==== PROVIDED ENTRIES ====

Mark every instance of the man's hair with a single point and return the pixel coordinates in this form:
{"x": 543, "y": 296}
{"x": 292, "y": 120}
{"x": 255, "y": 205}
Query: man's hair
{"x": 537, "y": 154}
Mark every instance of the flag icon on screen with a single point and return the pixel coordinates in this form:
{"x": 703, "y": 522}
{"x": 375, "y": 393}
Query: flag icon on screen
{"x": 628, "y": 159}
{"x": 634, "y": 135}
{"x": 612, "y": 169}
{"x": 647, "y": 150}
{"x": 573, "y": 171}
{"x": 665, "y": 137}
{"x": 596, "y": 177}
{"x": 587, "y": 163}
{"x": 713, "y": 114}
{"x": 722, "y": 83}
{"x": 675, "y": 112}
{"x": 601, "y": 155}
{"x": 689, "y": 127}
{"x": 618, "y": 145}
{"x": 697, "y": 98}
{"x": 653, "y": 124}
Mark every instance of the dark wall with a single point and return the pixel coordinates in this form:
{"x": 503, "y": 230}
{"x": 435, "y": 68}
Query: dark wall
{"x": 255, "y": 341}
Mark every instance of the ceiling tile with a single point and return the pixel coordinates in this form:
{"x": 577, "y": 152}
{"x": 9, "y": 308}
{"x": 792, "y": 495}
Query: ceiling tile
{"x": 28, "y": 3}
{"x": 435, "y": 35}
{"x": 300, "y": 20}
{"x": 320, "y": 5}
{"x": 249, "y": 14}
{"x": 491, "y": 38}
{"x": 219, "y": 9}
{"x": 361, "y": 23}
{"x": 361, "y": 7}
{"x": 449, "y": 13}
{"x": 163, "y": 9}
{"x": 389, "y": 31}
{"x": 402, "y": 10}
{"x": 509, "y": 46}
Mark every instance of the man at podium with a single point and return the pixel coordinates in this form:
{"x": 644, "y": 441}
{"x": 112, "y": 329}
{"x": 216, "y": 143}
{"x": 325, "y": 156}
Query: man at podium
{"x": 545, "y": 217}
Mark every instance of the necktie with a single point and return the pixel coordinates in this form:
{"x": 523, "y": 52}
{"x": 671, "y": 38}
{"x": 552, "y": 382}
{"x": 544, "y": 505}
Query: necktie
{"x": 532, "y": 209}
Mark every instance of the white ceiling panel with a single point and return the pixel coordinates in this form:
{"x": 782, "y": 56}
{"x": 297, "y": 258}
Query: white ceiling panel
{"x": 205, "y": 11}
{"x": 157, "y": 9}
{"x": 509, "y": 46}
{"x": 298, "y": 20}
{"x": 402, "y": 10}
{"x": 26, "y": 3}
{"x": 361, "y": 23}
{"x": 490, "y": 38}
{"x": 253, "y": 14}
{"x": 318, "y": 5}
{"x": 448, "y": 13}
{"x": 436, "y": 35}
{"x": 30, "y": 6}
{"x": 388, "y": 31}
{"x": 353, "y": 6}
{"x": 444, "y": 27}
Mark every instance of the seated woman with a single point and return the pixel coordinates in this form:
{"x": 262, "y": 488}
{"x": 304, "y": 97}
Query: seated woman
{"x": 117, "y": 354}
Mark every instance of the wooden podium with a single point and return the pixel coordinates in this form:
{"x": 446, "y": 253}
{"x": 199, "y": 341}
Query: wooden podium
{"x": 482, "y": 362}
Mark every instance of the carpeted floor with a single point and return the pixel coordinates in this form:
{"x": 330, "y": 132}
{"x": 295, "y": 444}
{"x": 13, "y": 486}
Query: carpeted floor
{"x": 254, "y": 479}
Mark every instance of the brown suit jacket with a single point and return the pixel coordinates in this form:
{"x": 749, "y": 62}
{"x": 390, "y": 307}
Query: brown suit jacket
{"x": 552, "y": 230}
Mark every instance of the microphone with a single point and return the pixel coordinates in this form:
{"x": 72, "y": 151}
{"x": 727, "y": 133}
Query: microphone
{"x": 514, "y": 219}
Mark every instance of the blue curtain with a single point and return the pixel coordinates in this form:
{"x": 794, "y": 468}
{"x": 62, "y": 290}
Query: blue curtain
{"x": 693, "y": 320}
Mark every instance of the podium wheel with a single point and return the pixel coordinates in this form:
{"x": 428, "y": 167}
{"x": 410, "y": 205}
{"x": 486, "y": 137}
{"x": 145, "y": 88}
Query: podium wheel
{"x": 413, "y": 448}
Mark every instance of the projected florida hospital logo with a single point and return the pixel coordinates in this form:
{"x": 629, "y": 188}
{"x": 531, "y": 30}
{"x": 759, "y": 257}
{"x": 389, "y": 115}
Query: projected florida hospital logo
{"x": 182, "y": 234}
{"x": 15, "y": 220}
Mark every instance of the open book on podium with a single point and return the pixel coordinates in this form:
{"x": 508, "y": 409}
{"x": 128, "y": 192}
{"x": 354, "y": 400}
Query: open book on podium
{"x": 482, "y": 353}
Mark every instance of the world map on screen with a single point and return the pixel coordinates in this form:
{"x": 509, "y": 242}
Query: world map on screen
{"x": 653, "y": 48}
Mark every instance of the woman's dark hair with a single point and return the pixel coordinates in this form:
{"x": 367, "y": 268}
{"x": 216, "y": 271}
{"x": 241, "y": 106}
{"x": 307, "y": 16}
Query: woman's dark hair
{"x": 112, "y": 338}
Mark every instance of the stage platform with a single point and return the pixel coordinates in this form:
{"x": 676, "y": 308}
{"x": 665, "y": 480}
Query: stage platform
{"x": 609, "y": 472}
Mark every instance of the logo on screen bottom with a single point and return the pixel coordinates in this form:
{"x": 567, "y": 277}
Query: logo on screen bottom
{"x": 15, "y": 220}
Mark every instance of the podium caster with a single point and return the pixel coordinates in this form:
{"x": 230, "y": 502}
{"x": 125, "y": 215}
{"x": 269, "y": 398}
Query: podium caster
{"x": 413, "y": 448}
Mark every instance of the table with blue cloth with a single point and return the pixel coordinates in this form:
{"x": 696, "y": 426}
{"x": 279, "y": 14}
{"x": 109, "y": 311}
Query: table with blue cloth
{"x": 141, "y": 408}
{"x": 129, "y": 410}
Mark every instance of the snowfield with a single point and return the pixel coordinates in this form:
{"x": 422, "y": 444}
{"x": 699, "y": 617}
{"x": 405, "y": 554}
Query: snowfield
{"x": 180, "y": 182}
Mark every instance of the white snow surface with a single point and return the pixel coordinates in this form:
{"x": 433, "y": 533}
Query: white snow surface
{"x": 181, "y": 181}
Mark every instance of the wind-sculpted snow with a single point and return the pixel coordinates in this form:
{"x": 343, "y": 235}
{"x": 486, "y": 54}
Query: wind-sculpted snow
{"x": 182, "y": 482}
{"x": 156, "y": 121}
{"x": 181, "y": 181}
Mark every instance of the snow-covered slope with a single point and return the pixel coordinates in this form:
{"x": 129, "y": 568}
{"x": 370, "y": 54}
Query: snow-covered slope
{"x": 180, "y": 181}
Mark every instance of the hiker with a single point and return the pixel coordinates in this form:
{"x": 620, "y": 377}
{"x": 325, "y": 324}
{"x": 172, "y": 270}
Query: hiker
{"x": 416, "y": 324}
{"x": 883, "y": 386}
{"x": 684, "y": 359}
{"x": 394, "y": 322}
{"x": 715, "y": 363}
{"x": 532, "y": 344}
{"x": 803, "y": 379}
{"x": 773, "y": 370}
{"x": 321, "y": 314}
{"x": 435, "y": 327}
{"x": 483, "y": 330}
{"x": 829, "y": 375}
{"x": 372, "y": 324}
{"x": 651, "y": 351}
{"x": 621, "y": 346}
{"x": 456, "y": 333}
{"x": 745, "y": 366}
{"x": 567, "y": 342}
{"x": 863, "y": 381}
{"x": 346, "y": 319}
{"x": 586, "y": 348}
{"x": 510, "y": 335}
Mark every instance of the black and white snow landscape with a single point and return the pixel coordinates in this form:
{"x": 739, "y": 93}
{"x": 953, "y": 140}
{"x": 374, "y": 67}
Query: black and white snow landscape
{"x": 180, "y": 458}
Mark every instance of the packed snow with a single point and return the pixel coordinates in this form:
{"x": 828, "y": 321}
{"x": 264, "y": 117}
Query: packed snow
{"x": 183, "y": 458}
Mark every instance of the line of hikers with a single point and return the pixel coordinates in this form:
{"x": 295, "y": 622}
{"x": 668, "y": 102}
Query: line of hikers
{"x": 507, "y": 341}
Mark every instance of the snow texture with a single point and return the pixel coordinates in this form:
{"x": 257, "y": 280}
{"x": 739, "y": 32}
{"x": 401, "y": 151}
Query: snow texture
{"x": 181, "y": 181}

====

Restate precisely, and with nothing added, the lines from the one with "Mark every instance of the black" through the final line of the material.

Mark every instance of the black and white snow landscape with a single point and return the pixel coordinates in this form:
{"x": 739, "y": 93}
{"x": 953, "y": 140}
{"x": 374, "y": 67}
Query: black and white snow landscape
{"x": 180, "y": 458}
Mark every instance of the packed snow with a single point and return the pixel coordinates in this form:
{"x": 828, "y": 321}
{"x": 264, "y": 117}
Query: packed snow
{"x": 183, "y": 458}
Mark every instance of the line of hikers with a single point and return the pixel coordinates in this form:
{"x": 295, "y": 622}
{"x": 668, "y": 102}
Query: line of hikers
{"x": 507, "y": 341}
Mark every instance of the snow texture with a single point and return the pixel coordinates in this form:
{"x": 257, "y": 280}
{"x": 739, "y": 32}
{"x": 401, "y": 151}
Query: snow texture
{"x": 181, "y": 181}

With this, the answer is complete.